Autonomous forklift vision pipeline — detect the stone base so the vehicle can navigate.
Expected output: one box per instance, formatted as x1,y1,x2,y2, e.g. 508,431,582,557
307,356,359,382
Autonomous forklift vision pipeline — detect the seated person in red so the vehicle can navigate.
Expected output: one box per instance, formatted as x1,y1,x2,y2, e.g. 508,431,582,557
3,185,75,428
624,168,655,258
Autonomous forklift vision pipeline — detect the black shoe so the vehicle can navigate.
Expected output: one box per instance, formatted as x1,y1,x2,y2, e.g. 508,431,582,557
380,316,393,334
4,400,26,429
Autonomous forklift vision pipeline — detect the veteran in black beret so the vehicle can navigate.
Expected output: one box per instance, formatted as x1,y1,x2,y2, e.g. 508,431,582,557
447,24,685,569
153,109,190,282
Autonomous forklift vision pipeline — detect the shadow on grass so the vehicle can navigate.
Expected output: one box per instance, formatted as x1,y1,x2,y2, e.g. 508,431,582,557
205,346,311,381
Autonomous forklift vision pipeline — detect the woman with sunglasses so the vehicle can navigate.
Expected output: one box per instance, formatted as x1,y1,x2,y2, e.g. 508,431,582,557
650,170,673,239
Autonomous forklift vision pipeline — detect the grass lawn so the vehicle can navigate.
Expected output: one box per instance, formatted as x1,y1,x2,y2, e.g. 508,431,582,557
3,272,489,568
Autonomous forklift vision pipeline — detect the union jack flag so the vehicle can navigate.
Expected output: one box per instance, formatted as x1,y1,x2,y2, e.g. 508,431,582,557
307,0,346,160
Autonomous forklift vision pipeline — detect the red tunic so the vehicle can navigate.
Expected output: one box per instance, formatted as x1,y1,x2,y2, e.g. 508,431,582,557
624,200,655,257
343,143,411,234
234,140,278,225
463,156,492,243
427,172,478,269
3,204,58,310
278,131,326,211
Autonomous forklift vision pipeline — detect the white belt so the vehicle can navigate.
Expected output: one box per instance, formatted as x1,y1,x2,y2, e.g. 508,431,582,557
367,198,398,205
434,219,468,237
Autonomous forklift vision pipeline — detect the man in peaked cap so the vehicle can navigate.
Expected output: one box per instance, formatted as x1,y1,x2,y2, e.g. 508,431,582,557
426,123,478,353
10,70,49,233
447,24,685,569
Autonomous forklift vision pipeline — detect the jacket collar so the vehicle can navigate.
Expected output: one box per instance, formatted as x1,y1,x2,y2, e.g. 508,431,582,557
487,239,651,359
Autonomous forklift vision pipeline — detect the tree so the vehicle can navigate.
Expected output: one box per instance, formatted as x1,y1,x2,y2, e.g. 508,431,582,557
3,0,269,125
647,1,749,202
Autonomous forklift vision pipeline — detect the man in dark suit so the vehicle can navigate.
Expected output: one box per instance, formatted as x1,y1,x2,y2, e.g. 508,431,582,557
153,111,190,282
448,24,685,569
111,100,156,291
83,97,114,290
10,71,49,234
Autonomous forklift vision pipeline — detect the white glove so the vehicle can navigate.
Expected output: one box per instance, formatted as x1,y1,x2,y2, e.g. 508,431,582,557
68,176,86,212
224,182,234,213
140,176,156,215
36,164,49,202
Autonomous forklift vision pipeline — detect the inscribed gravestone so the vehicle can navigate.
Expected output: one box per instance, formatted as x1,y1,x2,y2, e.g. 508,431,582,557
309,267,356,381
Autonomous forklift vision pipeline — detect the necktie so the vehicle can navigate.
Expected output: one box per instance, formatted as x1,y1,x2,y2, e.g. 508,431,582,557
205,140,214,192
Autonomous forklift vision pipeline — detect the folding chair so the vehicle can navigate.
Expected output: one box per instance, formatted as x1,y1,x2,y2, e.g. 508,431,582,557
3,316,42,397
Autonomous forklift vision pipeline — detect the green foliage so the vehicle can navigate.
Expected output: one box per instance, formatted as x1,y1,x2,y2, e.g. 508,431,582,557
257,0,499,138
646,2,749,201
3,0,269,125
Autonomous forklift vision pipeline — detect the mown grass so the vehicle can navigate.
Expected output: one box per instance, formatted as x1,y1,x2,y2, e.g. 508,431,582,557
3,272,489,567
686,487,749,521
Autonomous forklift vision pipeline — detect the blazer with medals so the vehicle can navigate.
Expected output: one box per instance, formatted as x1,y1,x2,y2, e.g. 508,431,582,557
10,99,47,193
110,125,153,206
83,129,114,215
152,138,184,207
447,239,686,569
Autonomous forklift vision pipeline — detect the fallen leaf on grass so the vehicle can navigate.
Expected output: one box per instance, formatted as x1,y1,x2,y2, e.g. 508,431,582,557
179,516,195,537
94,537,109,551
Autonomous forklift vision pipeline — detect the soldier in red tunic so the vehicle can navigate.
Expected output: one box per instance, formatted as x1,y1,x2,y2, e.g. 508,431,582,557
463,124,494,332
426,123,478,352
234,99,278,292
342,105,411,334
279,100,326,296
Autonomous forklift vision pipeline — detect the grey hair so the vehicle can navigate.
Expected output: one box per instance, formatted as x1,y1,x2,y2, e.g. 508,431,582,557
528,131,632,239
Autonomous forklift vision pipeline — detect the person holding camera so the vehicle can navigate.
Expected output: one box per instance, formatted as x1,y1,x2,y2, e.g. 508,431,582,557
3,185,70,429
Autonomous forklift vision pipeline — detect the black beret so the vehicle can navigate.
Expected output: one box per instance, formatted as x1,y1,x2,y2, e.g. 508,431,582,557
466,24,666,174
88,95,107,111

■ **Aim of the task**: Repeat the listing above word for word.

■ **Correct output**:
Autonomous forklift vision pipeline — detect the stone base so the vehicle can navigate.
Expected output: one box per instance, formatted as x1,y1,x2,y2, e.g. 508,431,582,557
307,356,359,382
Autonomous forklift vision pipeline — detect the seated person in red so the vehicle can navigate.
Expected output: one box per instance, formatted as x1,y1,x2,y2, e.g. 508,431,582,557
3,185,75,428
624,168,655,258
Autonomous forklift vision pipeline — detect the black shoe so the vehicle can navigate.
Expected output: one box per instance, formatted as x1,y1,x2,y2, e.g. 508,431,582,557
380,316,393,334
4,400,26,429
Autonomous forklift vision pipeline — detect the veteran in black beret so the vehicle can navigate.
Expected output: one box per instance, formatted as x1,y1,x2,y2, e.g. 508,431,582,557
447,24,685,569
153,109,190,282
Autonomous forklift vision pipeline — detect the shadow on grass so the vehicle can navigate.
Expected output: one box per instance, formatted as x1,y1,x2,y2, e.g. 508,431,582,557
205,346,311,381
Autonomous forklift vision pipeline — detect the woman with sunglasses so the vehicle can navigate.
Expected output: one box per instance, formatted as x1,y1,x2,y2, e.g. 508,431,582,557
650,170,673,239
Autonomous forklift vision pipeline — detect the grass lawn so the vehicle can navigate.
Expected output: one box per instance, formatted as x1,y1,x2,y2, e.g. 508,431,582,557
3,272,489,568
Autonomous forklift vision pipeline — detect the union jack flag so the vehicle can navigate.
Expected output: one box per instance, formatted as x1,y1,x2,y2, e.g. 508,431,582,557
307,0,346,160
Autonomous forklift vision pipeline — detect the red tunic so the vehicle can navigate.
Expected output: one box per instance, formatted as x1,y1,x2,y2, e.g. 508,431,582,557
624,200,655,257
343,143,411,234
234,140,278,225
463,156,492,243
427,172,478,269
3,204,58,310
278,131,326,211
Autonomous forklift vision pipeline — detect the white belt so the vehicle can navigate.
Expected output: one box per instance, formatted as x1,y1,x2,y2, e.g. 508,431,582,557
367,198,398,205
434,219,468,237
Autonomous forklift vision pipeline — detect the man in peaked cap so the vehicle can navigate.
Expected output: one box per instance, formatted as x1,y1,x2,y2, e.g. 508,431,582,557
426,123,478,353
10,70,49,233
447,24,685,569
Autonomous forklift vision pipeline — detect the jacket collar so the vehicle can navigate.
Expected output: one box per instance, formatted as x1,y1,x2,y2, e.g. 508,431,582,557
487,239,651,359
Autonomous forklift vision pipeline — detect the tree so the vehicle can navigate.
Expected output: one box per instance, formatted as x1,y1,x2,y2, e.g. 508,431,582,557
3,0,269,125
647,1,749,202
Autonomous forklift vision pipeline — detect the man in dark suit so the vehicle can navigate.
Expected output: one box per instance, formatted as x1,y1,x2,y2, e.g. 508,431,582,557
153,111,190,282
448,24,685,569
111,100,156,291
83,97,114,290
10,71,49,234
Autonomous forklift vision pipeline — detect the white glove so the vehicle can navigate.
Expected output: one box per instance, formatted as x1,y1,x2,y2, e.g. 508,431,582,557
68,176,86,212
224,182,234,213
140,176,156,215
36,164,49,202
Autonomous forklift vision pipeline — detect the inscribed gravestone so the vehicle can navigate.
Expected output: one box per instance, formatted as x1,y1,x2,y2, e.g. 508,431,582,557
309,267,356,381
Autonomous forklift vision pipeline — detect the necktie so the vehicle can navigate.
Expected output: one box per instance, formatted as x1,y1,x2,y2, e.g. 508,431,582,557
205,140,214,192
Autonomous forklift vision pipeline — detect the folding chair so the vehicle can navigate.
Expected output: one box per instance, formatted as x1,y1,x2,y2, e.g. 508,431,582,557
3,316,42,397
Autonomous forklift vision pipeline — detect the green foliage so the vehicle can navigate.
Expected output: one box per instance, formatted as x1,y1,x2,y2, e.g. 508,431,582,557
257,0,499,138
646,2,749,201
3,0,269,125
Autonomous forklift vision pipeline — detect the mown grass so the vehicle can navigate.
Expected output: one box per instance, formatted as x1,y1,x2,y2, e.g. 508,431,582,557
3,272,489,567
686,487,749,521
Autonomous forklift vision pipeline — detect the blazer with medals so the vehicle can navigate.
Expected output: one box per instance, formatted as x1,y1,x2,y2, e.g. 508,431,582,557
10,99,47,193
110,125,153,206
83,129,114,215
152,138,184,207
447,239,686,569
Autonomous forklift vision pipeline — detect the fallen leaf on grass so the vehicle can navigate.
Expected output: one box per instance, formatted as x1,y1,x2,y2, e.g. 508,431,582,557
179,516,195,537
94,537,109,551
Autonomous forklift vision pipeline — detect the soldier in red tunic so the vehicle can navigate.
Expected output: one box per instance, formatted as x1,y1,x2,y2, e.g. 508,431,582,557
463,124,494,332
426,123,478,352
234,99,278,292
342,105,411,334
279,100,326,296
Autonomous forklift vision pipeline — detect the grey hair so the vehicle can navigate.
Expected output: one box per instance, formatted as x1,y1,x2,y2, e.g. 508,431,582,557
528,131,632,239
Autonomous forklift vision pipeline — detect the person holding camera so the vehicle can navigate.
Expected output: one box per instance, formatted as x1,y1,x2,y2, e.g. 508,431,582,557
3,185,70,429
Autonomous forklift vision pipeline — detect the black beret so the vehicle can navigate.
Expected output: one box per instance, formatted as x1,y1,x2,y2, e.g. 508,431,582,557
466,24,666,174
88,95,107,111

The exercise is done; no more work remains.